• Provided material:

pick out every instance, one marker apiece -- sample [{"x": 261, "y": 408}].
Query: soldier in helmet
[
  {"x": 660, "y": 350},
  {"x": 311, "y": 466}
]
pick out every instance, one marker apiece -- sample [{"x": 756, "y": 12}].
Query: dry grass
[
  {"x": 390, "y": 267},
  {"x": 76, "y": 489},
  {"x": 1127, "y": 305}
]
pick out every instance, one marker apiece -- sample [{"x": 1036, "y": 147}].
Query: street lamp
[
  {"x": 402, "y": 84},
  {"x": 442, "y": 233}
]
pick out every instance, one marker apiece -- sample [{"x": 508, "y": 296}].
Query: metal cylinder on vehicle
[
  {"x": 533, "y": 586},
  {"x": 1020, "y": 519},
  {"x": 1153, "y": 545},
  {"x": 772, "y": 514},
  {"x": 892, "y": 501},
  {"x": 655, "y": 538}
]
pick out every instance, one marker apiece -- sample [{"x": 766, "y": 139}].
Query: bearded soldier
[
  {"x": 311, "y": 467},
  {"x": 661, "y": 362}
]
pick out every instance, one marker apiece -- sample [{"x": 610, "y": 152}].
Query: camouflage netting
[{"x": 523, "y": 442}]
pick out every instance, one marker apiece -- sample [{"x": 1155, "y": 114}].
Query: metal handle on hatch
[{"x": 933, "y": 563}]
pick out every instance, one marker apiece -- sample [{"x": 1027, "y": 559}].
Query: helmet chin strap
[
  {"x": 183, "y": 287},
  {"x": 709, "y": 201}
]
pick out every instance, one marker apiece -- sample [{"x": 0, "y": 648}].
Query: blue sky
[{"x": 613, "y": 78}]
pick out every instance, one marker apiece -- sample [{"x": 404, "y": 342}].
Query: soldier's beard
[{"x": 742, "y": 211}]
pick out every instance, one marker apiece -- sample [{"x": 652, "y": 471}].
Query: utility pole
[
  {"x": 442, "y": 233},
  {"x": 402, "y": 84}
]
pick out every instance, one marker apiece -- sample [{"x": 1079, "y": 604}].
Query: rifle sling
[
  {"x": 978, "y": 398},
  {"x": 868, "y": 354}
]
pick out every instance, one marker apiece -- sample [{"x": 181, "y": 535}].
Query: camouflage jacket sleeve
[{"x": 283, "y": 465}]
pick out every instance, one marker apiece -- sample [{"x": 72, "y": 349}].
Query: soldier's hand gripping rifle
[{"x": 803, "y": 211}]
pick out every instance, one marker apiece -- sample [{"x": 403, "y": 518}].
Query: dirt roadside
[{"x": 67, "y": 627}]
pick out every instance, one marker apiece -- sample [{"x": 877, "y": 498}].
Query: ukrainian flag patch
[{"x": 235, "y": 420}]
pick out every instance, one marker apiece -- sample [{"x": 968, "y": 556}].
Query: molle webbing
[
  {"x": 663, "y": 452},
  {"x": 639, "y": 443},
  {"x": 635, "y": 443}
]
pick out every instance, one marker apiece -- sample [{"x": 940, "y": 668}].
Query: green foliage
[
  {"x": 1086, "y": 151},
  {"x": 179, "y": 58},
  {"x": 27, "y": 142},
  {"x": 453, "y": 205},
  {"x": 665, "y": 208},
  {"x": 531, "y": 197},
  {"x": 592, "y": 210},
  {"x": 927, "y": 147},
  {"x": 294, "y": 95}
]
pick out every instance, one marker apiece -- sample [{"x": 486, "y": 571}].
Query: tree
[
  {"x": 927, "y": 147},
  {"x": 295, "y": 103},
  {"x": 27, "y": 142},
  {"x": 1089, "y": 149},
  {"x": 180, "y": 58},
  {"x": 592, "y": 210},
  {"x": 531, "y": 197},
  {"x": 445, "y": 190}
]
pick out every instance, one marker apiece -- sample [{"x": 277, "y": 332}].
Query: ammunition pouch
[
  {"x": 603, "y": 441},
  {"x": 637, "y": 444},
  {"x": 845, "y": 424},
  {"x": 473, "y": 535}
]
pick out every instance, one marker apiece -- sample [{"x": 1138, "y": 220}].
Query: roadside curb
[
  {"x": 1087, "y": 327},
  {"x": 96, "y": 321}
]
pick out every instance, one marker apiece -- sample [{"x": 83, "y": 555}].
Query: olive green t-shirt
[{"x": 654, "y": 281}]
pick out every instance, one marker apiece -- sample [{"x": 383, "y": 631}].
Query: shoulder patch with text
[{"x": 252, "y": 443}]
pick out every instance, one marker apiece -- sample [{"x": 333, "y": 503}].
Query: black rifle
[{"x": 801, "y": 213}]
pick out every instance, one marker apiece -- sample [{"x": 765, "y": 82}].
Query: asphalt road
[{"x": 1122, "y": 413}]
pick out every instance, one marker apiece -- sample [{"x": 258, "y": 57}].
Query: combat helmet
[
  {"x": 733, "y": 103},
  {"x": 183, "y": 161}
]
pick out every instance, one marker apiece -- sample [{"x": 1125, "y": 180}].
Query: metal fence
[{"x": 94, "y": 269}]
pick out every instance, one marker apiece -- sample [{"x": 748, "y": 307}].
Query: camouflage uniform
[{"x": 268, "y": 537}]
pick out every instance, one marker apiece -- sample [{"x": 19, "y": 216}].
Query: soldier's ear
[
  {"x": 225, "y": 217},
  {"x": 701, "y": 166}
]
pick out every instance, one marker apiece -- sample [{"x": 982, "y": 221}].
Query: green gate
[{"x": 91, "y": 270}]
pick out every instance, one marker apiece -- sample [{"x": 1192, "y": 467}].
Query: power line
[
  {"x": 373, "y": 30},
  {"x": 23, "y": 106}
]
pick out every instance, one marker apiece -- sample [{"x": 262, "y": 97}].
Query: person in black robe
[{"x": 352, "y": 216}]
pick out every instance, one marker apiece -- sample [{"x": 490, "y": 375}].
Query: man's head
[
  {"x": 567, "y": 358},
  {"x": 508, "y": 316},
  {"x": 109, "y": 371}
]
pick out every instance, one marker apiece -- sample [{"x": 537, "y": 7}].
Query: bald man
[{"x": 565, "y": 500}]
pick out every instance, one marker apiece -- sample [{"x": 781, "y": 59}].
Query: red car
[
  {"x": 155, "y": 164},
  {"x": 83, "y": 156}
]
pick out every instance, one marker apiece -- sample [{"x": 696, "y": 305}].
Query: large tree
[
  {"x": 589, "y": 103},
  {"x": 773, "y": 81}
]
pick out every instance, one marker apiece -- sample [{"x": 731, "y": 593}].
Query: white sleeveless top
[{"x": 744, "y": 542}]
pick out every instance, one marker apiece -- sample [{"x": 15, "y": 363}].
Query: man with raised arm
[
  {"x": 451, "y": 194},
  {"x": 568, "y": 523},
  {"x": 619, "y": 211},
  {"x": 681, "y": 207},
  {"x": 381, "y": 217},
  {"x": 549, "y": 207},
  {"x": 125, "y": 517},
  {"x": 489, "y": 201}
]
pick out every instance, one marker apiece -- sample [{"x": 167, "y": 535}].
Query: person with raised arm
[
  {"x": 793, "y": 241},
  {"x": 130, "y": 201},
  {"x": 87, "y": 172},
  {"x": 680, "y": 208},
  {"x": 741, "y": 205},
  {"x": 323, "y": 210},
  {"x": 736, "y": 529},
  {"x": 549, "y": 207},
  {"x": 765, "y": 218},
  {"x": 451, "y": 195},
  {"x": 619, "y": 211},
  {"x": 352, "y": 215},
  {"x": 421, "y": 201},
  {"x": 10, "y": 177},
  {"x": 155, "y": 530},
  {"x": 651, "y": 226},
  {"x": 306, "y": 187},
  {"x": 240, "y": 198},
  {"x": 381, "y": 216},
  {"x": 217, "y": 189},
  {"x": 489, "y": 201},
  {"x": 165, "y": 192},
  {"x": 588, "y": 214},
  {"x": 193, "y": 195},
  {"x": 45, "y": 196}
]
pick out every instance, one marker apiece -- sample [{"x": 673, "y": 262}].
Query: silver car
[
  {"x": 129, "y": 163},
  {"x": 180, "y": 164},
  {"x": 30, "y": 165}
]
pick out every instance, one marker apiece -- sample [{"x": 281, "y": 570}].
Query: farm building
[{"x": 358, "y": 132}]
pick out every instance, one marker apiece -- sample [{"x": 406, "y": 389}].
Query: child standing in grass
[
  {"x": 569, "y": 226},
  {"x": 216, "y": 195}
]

• Objective: Locate every line in the data above that contains the word "patch" and copy each one out in full.

• Result of this exercise:
Query: ukrainian flag patch
Query: shoulder patch with text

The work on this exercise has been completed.